— Énoncé 1 —
D'après le texte sur le télétravail, pour quelle raison le patron doit-il lâcher prise sur ses collaborateurs ? Répondez en une à trois phrases.
— Énoncé 2 —
Imprimez à l'identique le passage du texte sur le télétravail commençant par « Julia de Funès. – » et se poursuivant jusqu'à « un manager ‘ressource’. ».

Télétravail, management dans un monde Covid, quête du bonheur au travail, reconnaissance des métiers nécessaires… Julia de Funès décrypte les nouveaux comportements du monde de l’entreprise dans son nouvel ouvrage «Ce qui changerait tout sans rien changer». Un condensé des contradictions de notre monde que la crise actuelle n’a fait qu’exacerber.

Quelle(s) trace(s) laissera la crise du Covid-19 sur notre rapport au temps, au travail et à nous-mêmes? Des questions dont les réponses restent à écrire, mais sur lesquelles Julia de Funès porte un regard à la fois critique et constructif.

Dans son ouvrage «Ce qui changerait tout sans rien changer», paru aux Éditions de l’Observatoire, la philosophe spécialisée dans le monde du travail revient notamment sur les rapports hiérarchiques et leur évolution sous l’effet d’un télétravail voué à perdurer.

Comment le patron doit-il se situer dans le cadre plus flexible, mais en même temps plus contrôlé, du télétravail?

Julia de Funès. – «On ne peut plus contrôler les salariés comme quand ils sont visibles en permanence. Donc, il faut lâcher prise sur ses collaborateurs. C’est un gage de confiance qui leur est demandé. Le management aujourd’hui – il y a évidemment des phases de contrôle – doit passer d’un manager ‘contrôleur’ à un manager ‘ressource’.

C’est quoi le bonheur?

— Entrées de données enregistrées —

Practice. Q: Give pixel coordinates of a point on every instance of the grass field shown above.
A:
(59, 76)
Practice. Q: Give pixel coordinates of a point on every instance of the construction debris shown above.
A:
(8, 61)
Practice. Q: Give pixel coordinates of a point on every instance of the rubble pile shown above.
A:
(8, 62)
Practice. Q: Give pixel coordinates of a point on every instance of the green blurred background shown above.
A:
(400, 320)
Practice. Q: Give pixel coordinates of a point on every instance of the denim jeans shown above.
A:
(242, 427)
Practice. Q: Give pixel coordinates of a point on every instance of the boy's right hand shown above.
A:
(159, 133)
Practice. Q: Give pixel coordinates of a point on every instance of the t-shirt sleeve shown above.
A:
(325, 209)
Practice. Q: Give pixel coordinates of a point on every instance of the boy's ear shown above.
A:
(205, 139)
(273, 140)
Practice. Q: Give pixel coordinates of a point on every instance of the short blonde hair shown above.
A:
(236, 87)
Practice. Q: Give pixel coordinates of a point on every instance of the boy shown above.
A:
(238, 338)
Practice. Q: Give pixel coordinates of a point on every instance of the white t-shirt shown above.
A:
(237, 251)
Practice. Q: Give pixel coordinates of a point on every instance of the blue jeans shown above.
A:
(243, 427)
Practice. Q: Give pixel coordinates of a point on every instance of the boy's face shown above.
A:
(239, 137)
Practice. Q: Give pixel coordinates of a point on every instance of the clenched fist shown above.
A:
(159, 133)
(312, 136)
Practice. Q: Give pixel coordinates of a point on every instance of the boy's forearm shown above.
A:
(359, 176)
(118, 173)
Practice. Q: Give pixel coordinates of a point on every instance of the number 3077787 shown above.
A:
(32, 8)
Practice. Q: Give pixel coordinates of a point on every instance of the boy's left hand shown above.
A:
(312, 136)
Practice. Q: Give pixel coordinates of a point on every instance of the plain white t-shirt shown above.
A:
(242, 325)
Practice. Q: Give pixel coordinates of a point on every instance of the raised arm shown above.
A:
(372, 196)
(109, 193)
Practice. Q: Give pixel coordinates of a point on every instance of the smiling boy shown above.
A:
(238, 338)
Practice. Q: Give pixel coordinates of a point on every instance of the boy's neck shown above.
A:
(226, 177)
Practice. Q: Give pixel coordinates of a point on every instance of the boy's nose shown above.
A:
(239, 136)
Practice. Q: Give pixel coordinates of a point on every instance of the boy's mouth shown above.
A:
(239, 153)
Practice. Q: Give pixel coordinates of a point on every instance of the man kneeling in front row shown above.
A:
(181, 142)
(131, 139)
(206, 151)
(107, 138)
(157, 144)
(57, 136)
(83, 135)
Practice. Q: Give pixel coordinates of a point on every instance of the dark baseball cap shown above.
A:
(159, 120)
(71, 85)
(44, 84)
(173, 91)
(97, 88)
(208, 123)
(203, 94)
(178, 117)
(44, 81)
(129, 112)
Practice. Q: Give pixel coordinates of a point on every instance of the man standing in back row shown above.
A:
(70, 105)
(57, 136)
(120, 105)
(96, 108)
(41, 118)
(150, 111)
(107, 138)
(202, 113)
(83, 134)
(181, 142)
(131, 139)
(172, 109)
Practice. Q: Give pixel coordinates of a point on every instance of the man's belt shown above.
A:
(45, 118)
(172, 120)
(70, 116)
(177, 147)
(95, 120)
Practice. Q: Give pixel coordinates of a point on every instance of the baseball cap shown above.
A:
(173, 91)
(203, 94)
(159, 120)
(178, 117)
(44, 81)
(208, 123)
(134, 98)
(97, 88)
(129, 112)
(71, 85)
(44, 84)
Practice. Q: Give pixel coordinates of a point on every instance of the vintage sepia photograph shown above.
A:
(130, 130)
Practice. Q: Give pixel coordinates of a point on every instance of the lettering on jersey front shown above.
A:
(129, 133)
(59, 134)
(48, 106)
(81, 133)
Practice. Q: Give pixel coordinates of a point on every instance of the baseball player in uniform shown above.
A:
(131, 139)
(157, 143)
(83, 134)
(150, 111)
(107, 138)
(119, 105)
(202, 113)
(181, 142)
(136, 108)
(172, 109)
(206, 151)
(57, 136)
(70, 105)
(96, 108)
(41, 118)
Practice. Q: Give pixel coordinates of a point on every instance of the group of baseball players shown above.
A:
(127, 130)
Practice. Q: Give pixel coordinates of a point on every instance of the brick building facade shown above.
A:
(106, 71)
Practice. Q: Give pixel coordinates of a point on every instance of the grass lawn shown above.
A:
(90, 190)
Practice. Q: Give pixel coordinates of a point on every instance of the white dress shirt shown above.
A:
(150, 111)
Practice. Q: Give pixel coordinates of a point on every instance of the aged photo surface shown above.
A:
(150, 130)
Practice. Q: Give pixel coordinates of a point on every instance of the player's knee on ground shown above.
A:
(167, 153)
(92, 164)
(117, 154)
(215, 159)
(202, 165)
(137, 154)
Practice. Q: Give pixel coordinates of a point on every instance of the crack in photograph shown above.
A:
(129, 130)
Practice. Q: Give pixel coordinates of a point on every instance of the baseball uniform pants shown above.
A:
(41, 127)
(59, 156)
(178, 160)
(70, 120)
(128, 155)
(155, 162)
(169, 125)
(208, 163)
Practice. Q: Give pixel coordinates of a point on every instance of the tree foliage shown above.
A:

— Corrigé détaillé 1 —
Le patron doit lâcher prise parce qu'en télétravail, on ne peut plus contrôler les salariés comme lorsqu'ils sont visibles en permanence. Le manager doit donc accorder sa confiance et passer d'un rôle de « contrôleur » à celui de « ressource ».

— Corrigé détaillé 2 —
Julia de Funès. – «On ne peut plus contrôler les salariés comme quand ils sont visibles en permanence. Donc, il faut lâcher prise sur ses collaborateurs. C’est un gage de confiance qui leur est demandé. Le management aujourd’hui – il y a évidemment des phases de contrôle – doit passer d’un manager ‘contrôleur’ à un manager ‘ressource’.